:: Requirement A ::
In the fertility study article, how many children showed neurological issues?
:: Requirement B ::
From the fertility study article, output everything from "Scientists analyzed neurological" down to "reproductive technology (ART).", word for word.

====== Document passage ======

A study to be published in an upcoming Fetal & Neonatal Edition of Archives of Disease in Childhood suggests that longer time to conception, as is the case for fertility patients, may put parents at greater risk of having children with minor neurological development complications.
Scientists analyzed neurological development of just over 200 children at the age of two. Each of these children was born to parents who struggled with infertility and 122 of which were conceived with fertility treatment. Eighty-seven were conceived without assisted reproductive technology (ART).
Neurological issues including poor hand-eye coordination, reflexes, and motor function were observed in 17 of these children. The average time to conception of these children was four years; longer time than the children without neurological issues. Investigators controlled for parental age and other factors that may influence risk of neurological development complications. They concluded that longer time to conception was correlated with 30% greater chance of mild neurological complications.
It may be theorized, as a result, that infertility is linked to neurological disorders in offspring. However, the sample size was not large and there is not enough data to form a generalized conclusion about fertility and neurological development. The children who did not present with neurological complications were conceived, on average, after two years and eight months.
We can learn from this data that couples struggling to conceive should seek a consultation with a fertility doctor sooner than later to avoid any potential risk for developmental issues in their offspring. Further research is warranted in a larger scale study.

====== Given information ======

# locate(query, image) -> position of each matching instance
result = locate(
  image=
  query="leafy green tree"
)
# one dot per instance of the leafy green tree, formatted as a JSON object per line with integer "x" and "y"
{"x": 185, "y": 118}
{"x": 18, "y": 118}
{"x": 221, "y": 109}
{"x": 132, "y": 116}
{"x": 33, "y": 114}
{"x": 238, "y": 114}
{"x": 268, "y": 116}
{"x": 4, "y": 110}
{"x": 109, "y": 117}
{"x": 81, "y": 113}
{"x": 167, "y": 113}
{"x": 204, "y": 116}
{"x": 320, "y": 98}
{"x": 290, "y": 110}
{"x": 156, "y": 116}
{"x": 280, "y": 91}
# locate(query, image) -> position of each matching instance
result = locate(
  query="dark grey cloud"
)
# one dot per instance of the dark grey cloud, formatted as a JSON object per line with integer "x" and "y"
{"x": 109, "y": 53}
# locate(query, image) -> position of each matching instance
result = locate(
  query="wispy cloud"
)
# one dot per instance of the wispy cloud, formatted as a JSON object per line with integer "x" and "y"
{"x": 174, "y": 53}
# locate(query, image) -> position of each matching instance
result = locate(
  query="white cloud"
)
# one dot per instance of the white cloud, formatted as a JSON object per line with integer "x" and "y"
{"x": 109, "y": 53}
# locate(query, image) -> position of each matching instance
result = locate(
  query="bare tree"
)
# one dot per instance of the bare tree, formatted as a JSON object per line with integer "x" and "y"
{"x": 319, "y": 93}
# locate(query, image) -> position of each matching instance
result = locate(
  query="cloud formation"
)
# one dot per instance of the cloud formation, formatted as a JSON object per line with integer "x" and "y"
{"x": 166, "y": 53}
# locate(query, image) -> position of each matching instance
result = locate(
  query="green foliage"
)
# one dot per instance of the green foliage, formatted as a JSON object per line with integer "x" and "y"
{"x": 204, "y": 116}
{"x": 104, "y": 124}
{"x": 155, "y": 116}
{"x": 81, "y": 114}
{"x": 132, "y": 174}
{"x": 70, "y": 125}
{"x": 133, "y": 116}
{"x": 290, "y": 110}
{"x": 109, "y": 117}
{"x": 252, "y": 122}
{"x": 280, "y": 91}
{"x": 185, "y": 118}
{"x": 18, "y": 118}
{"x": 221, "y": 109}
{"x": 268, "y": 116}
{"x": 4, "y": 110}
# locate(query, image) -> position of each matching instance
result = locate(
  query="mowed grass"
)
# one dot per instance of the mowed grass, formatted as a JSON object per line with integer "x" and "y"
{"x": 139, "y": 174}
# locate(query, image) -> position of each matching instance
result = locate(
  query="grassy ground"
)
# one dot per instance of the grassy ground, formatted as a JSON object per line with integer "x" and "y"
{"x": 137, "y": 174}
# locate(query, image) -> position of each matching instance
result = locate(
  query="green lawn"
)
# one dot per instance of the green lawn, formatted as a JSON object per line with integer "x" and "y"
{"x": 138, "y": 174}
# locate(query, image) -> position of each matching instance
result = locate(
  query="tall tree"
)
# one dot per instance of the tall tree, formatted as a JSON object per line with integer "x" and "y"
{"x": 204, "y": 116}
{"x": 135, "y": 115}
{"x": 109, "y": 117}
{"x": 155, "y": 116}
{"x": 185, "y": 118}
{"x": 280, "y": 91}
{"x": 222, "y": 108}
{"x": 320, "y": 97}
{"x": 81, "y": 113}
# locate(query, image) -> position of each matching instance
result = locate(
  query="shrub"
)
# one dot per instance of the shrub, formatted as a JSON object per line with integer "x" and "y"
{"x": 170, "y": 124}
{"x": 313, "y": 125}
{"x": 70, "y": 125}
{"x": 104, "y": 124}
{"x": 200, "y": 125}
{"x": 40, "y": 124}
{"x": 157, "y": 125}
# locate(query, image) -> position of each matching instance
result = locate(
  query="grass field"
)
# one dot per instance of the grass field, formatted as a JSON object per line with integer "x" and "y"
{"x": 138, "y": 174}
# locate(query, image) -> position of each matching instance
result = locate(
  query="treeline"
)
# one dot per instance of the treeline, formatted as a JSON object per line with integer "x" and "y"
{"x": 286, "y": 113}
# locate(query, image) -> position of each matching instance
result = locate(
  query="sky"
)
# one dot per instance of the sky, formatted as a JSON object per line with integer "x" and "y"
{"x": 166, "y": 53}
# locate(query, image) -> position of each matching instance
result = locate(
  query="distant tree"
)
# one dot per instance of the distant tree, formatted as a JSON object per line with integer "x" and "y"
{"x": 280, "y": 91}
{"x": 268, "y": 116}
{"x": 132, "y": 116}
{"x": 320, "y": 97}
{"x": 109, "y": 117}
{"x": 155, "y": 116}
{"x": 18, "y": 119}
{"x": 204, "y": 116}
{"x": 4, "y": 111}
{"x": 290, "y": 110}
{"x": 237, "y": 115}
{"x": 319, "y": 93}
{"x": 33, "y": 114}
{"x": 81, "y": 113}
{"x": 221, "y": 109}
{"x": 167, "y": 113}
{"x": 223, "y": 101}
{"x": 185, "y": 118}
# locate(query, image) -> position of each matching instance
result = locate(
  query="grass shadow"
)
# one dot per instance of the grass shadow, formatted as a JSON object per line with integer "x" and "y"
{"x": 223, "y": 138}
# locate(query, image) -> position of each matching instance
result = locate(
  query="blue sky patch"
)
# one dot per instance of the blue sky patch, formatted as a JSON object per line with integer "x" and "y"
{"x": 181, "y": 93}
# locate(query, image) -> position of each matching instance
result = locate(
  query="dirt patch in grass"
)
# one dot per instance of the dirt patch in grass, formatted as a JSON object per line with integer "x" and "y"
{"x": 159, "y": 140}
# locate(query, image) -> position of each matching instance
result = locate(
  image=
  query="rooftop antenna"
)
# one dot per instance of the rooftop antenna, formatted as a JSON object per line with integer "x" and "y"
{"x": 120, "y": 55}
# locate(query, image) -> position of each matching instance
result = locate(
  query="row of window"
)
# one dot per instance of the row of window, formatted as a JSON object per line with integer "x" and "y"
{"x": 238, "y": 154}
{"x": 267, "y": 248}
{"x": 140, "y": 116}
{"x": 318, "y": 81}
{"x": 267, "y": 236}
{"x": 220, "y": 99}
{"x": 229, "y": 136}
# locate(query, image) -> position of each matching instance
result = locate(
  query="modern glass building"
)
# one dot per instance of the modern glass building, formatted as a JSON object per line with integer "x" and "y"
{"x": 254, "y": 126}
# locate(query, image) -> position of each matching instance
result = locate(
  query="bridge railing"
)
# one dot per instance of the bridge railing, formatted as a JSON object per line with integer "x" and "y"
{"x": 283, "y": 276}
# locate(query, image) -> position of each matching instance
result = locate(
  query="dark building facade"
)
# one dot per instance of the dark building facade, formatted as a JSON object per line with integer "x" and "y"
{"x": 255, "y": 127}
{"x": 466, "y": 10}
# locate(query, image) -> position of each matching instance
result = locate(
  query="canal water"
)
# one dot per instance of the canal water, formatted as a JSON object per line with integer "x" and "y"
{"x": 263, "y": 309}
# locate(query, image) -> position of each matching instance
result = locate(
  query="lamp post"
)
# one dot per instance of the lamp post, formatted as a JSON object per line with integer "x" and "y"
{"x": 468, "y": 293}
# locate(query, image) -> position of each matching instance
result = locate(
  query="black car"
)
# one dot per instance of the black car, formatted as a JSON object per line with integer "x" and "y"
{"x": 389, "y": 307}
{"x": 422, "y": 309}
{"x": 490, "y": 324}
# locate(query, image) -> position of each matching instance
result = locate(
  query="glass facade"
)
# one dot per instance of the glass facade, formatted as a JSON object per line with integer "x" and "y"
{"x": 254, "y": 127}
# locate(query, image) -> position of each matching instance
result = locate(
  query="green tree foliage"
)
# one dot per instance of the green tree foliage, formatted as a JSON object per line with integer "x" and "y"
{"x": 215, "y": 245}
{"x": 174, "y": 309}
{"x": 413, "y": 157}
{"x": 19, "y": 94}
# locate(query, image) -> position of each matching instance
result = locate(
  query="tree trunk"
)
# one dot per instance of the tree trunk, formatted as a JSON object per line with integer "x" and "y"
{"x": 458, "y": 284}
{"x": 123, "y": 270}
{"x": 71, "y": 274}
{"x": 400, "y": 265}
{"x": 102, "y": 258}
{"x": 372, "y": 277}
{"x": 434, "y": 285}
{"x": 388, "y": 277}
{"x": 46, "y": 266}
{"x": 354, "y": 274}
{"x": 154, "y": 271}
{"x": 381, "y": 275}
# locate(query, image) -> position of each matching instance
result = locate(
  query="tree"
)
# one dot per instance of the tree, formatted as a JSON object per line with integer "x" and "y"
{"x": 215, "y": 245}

======

:: Exercise result A ::
17 children.

:: Exercise result B ::
Scientists analyzed neurological development of just over 200 children at the age of two. Each of these children was born to parents who struggled with infertility and 122 of which were conceived with fertility treatment. Eighty-seven were conceived without assisted reproductive technology (ART).